▸ **Required work**: Could you copy, word for word, only the lines from the one containing "of the distant" through the last line of the records below, both included?

▸ **Position identification records**:

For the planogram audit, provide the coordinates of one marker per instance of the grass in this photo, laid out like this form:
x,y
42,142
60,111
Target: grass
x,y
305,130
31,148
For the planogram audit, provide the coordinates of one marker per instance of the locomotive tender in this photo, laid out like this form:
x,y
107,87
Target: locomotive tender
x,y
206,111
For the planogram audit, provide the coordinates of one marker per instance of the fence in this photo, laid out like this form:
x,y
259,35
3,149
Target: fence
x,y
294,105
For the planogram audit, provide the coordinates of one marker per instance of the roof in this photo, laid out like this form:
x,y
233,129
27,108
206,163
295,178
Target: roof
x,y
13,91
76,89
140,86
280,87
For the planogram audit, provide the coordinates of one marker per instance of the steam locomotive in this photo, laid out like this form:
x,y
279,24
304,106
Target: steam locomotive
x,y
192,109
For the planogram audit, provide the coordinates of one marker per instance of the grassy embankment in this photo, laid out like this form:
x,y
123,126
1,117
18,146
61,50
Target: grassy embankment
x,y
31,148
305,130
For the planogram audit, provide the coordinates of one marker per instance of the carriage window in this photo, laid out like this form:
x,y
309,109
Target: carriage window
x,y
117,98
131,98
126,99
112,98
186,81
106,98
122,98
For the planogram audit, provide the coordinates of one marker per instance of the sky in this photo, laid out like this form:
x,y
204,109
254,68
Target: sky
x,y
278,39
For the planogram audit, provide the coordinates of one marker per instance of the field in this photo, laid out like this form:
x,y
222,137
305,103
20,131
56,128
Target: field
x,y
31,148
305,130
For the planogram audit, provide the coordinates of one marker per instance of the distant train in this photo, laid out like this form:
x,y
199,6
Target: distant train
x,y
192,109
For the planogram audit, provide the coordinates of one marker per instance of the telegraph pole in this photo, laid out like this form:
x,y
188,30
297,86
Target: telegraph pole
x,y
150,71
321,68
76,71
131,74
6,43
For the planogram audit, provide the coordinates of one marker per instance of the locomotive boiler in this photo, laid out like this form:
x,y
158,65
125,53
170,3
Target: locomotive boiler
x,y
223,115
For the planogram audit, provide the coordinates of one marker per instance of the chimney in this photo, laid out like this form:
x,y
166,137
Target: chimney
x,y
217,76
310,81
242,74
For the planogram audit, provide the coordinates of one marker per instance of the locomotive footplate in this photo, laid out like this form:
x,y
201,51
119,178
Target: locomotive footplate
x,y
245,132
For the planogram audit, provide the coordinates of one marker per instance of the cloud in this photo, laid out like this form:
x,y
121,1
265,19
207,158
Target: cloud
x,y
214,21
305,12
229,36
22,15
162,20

▸ **Exercise result**:
For the planogram audit, provide the coordinates of one marker per instance of the distant train in this photo, laid out like this form:
x,y
199,6
Target: distant train
x,y
192,109
For the planogram audit, provide the coordinates of one marker per instance of the telegraph pole in this photo, laid out like this form:
x,y
188,30
297,86
Target: telegraph pole
x,y
150,71
321,68
76,71
131,74
6,43
For the planogram audit, provide the coordinates of one marker per instance of the locomotive boiler in this photo, laid out like this form:
x,y
158,65
125,53
170,3
Target: locomotive boiler
x,y
223,115
For the planogram audit, provide the coordinates of one marker per instance of the chimney in this photo, laid out like this form:
x,y
166,137
Target: chimney
x,y
217,76
310,81
242,74
For the planogram audit, provide the coordinates of one marker per instance of the locomotive footplate in this photo, laid out like this form:
x,y
201,51
119,178
Target: locomotive footplate
x,y
245,132
For the planogram audit, provide the coordinates of one marker per instance of the cloud in this photo, laid out like this form:
x,y
121,1
265,19
207,158
Target: cloud
x,y
214,21
305,12
229,36
22,15
162,20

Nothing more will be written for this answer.